§ **Data supplied**:
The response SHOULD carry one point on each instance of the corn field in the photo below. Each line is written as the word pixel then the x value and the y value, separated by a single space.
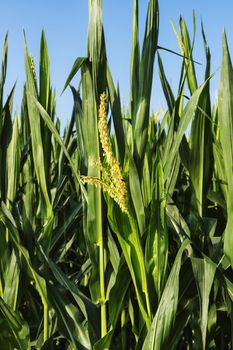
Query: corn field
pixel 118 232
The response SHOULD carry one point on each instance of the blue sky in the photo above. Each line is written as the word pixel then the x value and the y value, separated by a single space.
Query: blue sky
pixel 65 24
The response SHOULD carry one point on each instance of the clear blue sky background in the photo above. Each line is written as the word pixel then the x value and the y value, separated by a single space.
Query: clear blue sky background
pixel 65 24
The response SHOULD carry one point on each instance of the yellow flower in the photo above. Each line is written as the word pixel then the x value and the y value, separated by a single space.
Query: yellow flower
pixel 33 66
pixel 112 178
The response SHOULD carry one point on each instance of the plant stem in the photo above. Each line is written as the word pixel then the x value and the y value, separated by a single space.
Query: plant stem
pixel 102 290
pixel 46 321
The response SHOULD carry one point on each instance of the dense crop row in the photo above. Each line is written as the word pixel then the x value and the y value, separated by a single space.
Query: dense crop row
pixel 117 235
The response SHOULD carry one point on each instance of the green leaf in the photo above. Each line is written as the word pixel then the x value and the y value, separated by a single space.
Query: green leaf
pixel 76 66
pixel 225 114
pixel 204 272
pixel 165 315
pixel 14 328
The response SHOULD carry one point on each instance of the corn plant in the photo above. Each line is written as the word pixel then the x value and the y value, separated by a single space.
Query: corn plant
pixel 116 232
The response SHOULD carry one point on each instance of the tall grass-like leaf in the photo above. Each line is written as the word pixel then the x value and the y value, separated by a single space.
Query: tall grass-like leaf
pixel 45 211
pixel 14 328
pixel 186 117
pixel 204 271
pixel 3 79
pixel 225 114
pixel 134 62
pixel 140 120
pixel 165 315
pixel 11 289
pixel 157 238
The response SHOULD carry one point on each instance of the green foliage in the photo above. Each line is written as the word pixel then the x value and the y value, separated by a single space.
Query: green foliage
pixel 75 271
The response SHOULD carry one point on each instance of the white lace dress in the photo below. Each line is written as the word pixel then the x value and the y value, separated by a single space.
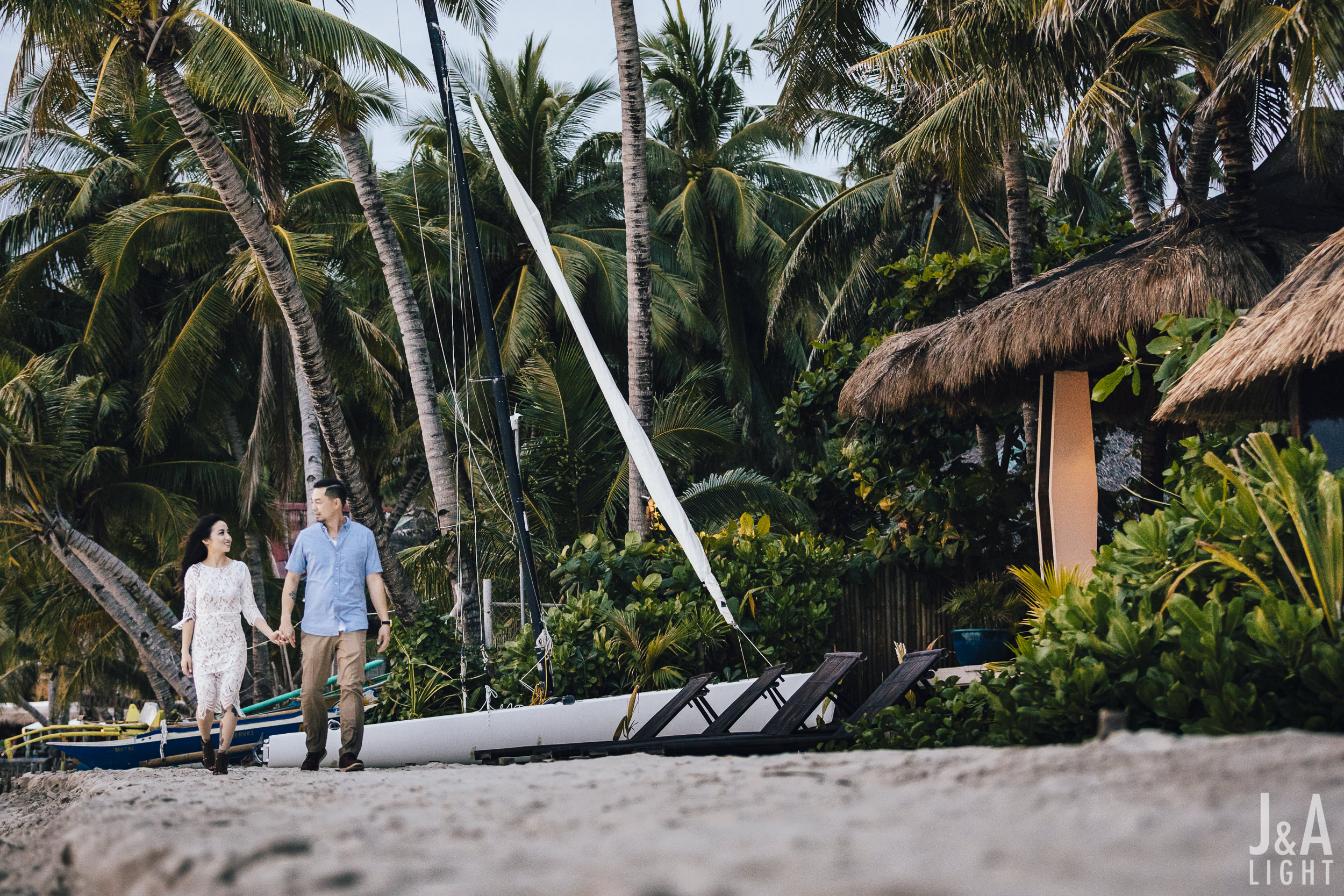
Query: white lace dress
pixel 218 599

§ **Task details**: Render every line of the entries above as a JSON list of strings, one string per line, with blank lines skipped and the pictures left out.

§ **Exercise answer**:
[
  "The response SHOULD carry one point on each instance of the corn field in the photo below. Each line is written as the word pixel then the x value and the y value, separated by a single space.",
  "Query: corn field",
  "pixel 118 232",
  "The response SHOULD carry one point on each instance of the blue sky in the photo above. Each line is written as the word pixel then the x value and the y value, separated by a single space.",
  "Query: blue sky",
  "pixel 65 24",
  "The response SHOULD carry one point on each instance of the clear blue sky background in the photo above. Each line is written as the word pixel then the x value and the y value, separated by a single space.",
  "Query: clear blue sky background",
  "pixel 65 24",
  "The response SHOULD carry one point on each instance of the yellow flower in the photo above. Each line is written as the word pixel then the x value and the y value, separated by a single space.",
  "Query: yellow flower",
  "pixel 33 66",
  "pixel 112 178",
  "The response SHOULD carry one point on each instance of the plant stem in the photo above. Each line is written as the word pixel then the x value and the y value, separated by a single space.",
  "Query: plant stem",
  "pixel 102 290",
  "pixel 46 321",
  "The response SHOULD carry one point on each instance of the dense crop row in the photo above. Each line is written as the word pixel then the x value and the y value, separated by a single space.",
  "Query: dense crop row",
  "pixel 117 235",
  "The response SHOULD carry one point on each instance of the green leaf in the photo above. Each line is written as the word pixel then the x value and the y value, separated by a single space.",
  "Query: green leaf",
  "pixel 76 66",
  "pixel 225 114",
  "pixel 204 272",
  "pixel 165 315",
  "pixel 14 328",
  "The response SHOULD carry one point on each instance of the corn plant in the photo above. Each line is written as the word pixel then the x value and the y value, separated by a single space.",
  "Query: corn plant",
  "pixel 116 232",
  "The response SHOULD carry one point on each instance of the tall grass-like leaf in the photo above. Each line is written as the word pixel then the x value and the y value, separated by a single space.",
  "Query: tall grass-like leaf",
  "pixel 45 211",
  "pixel 14 328",
  "pixel 186 117",
  "pixel 204 271",
  "pixel 3 79",
  "pixel 225 114",
  "pixel 134 62",
  "pixel 140 120",
  "pixel 165 315",
  "pixel 11 289",
  "pixel 157 238",
  "The response SHOULD carry one point on each instance of the green foliage in the photo above. Each line is written as the word pixel then the x value and the y value, separated by a single space.",
  "Query: green foliage",
  "pixel 75 271",
  "The response SHOULD carry one point on each instance of the white lace dress in the photo below. Each line is written as the word pixel then the x value and the y value, separated by a single space.",
  "Query: white lace dress",
  "pixel 218 599"
]